> [Exercise]: Copy out each line from the material where the word "below" is found.

> [Extracted records]:
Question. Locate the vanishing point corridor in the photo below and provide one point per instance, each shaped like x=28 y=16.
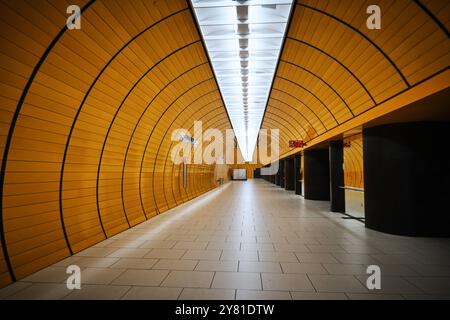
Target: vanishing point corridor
x=248 y=240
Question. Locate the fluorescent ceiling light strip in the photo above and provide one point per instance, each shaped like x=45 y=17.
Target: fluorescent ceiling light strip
x=244 y=39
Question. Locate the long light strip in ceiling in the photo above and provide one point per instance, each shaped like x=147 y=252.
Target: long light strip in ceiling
x=244 y=39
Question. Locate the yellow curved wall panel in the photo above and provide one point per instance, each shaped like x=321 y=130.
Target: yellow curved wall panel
x=333 y=69
x=87 y=117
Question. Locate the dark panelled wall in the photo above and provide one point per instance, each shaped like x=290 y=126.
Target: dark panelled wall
x=407 y=178
x=337 y=176
x=317 y=175
x=289 y=170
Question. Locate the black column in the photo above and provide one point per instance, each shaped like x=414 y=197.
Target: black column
x=407 y=178
x=289 y=173
x=317 y=175
x=337 y=195
x=282 y=176
x=297 y=168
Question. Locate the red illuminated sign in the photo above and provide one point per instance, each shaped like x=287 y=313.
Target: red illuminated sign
x=296 y=144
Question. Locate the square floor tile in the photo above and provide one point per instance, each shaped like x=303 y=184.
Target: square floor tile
x=152 y=293
x=166 y=253
x=333 y=283
x=262 y=295
x=98 y=292
x=209 y=265
x=188 y=279
x=286 y=282
x=303 y=268
x=172 y=264
x=253 y=266
x=237 y=280
x=207 y=294
x=149 y=278
x=202 y=254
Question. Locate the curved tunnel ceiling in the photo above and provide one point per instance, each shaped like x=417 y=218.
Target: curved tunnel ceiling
x=86 y=115
x=333 y=69
x=86 y=122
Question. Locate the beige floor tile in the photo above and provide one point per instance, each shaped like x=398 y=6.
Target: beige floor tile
x=96 y=252
x=188 y=279
x=13 y=289
x=129 y=253
x=224 y=246
x=209 y=265
x=49 y=274
x=237 y=280
x=207 y=294
x=158 y=244
x=333 y=283
x=303 y=268
x=152 y=293
x=250 y=266
x=172 y=264
x=318 y=296
x=99 y=275
x=286 y=282
x=134 y=263
x=98 y=292
x=368 y=296
x=202 y=254
x=90 y=262
x=239 y=255
x=198 y=245
x=165 y=253
x=394 y=285
x=41 y=291
x=277 y=256
x=262 y=295
x=315 y=257
x=149 y=278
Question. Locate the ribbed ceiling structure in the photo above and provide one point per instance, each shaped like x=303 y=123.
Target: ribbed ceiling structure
x=86 y=115
x=86 y=122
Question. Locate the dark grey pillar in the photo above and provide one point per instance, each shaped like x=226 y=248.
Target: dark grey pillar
x=337 y=193
x=317 y=175
x=407 y=178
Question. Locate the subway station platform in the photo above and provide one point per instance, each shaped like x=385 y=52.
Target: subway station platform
x=248 y=240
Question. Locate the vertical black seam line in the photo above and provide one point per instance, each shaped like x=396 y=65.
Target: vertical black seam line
x=128 y=147
x=280 y=54
x=432 y=16
x=81 y=107
x=170 y=147
x=114 y=118
x=310 y=92
x=131 y=139
x=297 y=111
x=199 y=31
x=214 y=123
x=326 y=83
x=171 y=144
x=386 y=56
x=179 y=187
x=156 y=156
x=134 y=131
x=302 y=103
x=338 y=62
x=9 y=138
x=305 y=132
x=275 y=121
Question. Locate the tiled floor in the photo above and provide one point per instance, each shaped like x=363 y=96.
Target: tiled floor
x=248 y=240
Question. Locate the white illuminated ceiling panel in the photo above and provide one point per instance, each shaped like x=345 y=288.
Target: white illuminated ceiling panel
x=244 y=39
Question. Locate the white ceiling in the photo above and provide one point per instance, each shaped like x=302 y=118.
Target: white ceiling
x=244 y=39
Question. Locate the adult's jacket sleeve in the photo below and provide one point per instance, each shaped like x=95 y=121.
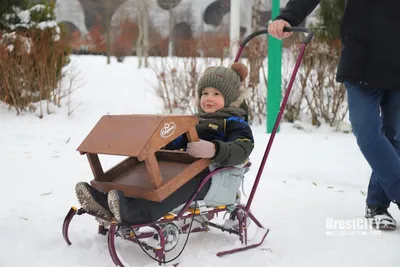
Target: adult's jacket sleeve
x=297 y=10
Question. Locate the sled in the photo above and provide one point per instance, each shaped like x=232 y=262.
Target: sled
x=148 y=172
x=162 y=236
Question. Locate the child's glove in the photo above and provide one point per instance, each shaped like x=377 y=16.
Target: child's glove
x=201 y=149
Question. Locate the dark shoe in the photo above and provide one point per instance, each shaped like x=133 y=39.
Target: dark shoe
x=93 y=201
x=123 y=212
x=381 y=218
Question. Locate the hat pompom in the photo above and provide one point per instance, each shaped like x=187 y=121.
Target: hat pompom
x=241 y=70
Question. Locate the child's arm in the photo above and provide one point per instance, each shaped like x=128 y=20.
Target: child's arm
x=178 y=144
x=239 y=145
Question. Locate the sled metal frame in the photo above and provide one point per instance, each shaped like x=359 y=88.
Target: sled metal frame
x=242 y=212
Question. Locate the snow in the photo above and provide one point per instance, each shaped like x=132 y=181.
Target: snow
x=313 y=180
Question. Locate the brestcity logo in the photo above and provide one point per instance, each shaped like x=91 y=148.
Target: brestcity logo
x=359 y=226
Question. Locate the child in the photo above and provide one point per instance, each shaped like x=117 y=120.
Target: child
x=225 y=138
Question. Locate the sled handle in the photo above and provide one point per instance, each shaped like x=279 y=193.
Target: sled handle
x=306 y=41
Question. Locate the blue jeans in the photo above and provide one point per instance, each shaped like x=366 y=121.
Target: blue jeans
x=375 y=119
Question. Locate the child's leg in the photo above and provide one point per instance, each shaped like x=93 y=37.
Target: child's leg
x=139 y=211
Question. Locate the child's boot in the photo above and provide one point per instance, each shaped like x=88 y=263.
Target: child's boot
x=92 y=200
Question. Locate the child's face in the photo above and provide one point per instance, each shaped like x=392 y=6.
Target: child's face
x=211 y=100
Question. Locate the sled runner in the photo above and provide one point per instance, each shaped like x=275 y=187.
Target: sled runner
x=152 y=173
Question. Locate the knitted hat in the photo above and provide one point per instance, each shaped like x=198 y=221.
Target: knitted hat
x=226 y=80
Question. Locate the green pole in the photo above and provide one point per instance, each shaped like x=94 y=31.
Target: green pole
x=274 y=94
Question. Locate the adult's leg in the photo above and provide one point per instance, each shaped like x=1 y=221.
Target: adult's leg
x=391 y=127
x=364 y=112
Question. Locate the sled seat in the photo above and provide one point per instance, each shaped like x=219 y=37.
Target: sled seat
x=200 y=206
x=148 y=171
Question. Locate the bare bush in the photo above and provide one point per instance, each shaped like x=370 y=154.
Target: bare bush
x=31 y=68
x=32 y=55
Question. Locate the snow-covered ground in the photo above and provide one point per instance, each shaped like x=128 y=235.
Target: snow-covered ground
x=311 y=181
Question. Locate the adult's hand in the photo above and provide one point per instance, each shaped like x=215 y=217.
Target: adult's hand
x=275 y=28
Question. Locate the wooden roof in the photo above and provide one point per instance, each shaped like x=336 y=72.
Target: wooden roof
x=135 y=135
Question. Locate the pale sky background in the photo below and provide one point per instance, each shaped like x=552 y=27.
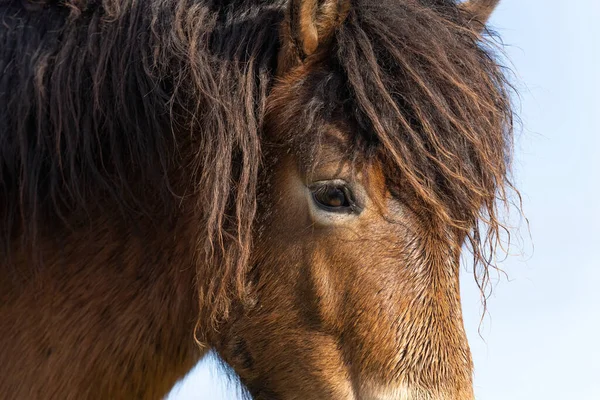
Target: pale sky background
x=541 y=338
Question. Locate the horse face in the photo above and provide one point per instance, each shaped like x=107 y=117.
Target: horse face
x=354 y=284
x=351 y=297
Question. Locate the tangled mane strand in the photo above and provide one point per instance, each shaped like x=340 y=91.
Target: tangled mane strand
x=139 y=106
x=431 y=92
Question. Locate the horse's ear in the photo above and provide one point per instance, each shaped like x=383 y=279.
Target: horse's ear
x=308 y=26
x=478 y=12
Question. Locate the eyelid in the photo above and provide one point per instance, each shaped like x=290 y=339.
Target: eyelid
x=354 y=207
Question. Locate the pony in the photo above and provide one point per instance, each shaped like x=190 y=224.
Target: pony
x=287 y=182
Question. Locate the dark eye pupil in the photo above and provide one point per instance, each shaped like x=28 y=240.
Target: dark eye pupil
x=331 y=196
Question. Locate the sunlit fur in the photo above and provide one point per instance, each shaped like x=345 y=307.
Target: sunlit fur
x=154 y=163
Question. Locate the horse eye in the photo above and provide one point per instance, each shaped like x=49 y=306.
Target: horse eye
x=333 y=198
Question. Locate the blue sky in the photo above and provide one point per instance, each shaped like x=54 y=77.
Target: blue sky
x=541 y=336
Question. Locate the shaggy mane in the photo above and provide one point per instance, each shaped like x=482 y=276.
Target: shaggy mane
x=432 y=105
x=140 y=105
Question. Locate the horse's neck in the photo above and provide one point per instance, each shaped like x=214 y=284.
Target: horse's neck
x=109 y=313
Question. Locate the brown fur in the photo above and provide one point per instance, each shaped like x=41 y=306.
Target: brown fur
x=156 y=172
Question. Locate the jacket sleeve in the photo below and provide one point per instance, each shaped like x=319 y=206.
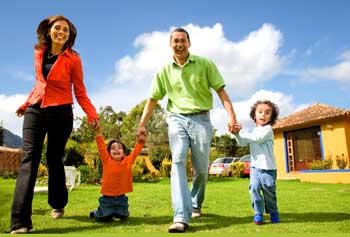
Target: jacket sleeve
x=80 y=90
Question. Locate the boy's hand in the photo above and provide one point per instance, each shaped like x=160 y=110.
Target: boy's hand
x=141 y=135
x=236 y=128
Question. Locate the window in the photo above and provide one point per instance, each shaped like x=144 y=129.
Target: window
x=303 y=146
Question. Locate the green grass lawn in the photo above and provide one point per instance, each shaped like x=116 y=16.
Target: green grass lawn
x=304 y=208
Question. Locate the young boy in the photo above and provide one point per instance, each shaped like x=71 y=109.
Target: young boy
x=116 y=177
x=263 y=169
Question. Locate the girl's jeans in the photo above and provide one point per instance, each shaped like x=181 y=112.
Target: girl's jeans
x=262 y=190
x=194 y=132
x=56 y=122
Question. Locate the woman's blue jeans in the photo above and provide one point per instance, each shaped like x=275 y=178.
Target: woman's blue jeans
x=56 y=122
x=188 y=132
x=262 y=190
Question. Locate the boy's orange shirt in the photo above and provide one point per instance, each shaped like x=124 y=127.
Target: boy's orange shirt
x=117 y=175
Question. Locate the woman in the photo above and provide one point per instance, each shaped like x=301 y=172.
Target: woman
x=48 y=111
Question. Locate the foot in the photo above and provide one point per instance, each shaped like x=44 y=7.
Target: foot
x=196 y=213
x=258 y=219
x=274 y=218
x=177 y=227
x=21 y=230
x=57 y=213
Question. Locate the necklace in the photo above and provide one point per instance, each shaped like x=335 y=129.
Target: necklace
x=52 y=55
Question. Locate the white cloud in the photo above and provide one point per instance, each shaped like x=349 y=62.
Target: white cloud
x=242 y=109
x=339 y=72
x=24 y=76
x=242 y=64
x=345 y=56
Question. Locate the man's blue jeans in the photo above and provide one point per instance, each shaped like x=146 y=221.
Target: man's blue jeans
x=194 y=132
x=263 y=181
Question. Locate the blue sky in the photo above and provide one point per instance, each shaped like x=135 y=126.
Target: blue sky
x=295 y=53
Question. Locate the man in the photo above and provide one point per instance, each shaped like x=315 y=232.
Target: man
x=187 y=81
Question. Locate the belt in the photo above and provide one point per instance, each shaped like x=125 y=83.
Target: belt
x=203 y=112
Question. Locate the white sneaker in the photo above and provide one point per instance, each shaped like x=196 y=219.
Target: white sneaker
x=57 y=213
x=21 y=230
x=197 y=213
x=177 y=227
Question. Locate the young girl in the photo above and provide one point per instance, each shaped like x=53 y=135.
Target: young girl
x=263 y=167
x=116 y=177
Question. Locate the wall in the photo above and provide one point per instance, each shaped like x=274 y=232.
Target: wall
x=335 y=141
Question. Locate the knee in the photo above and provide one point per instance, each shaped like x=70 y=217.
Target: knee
x=254 y=187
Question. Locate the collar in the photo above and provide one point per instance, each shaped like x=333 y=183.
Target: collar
x=190 y=58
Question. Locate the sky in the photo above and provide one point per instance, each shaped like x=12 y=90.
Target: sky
x=294 y=53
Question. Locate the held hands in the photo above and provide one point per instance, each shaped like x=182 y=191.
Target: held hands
x=141 y=135
x=234 y=127
x=20 y=112
x=95 y=125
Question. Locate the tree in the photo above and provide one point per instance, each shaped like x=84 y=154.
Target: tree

> [Written solution]:
Question. Locate the vanishing point corridor in the photo below and provide one point per instance, each shaped like x=28 y=16.
Question. Locate the adult's jacket sleeve in the photo below and provide one point per instance, each shaped like x=95 y=121.
Question. Locate the pale sky background in the photo below and provide one point per instance, each shaped like x=552 y=27.
Question. Locate the jacket sleeve in the photo below and provide one point per instance, each shaped like x=319 y=206.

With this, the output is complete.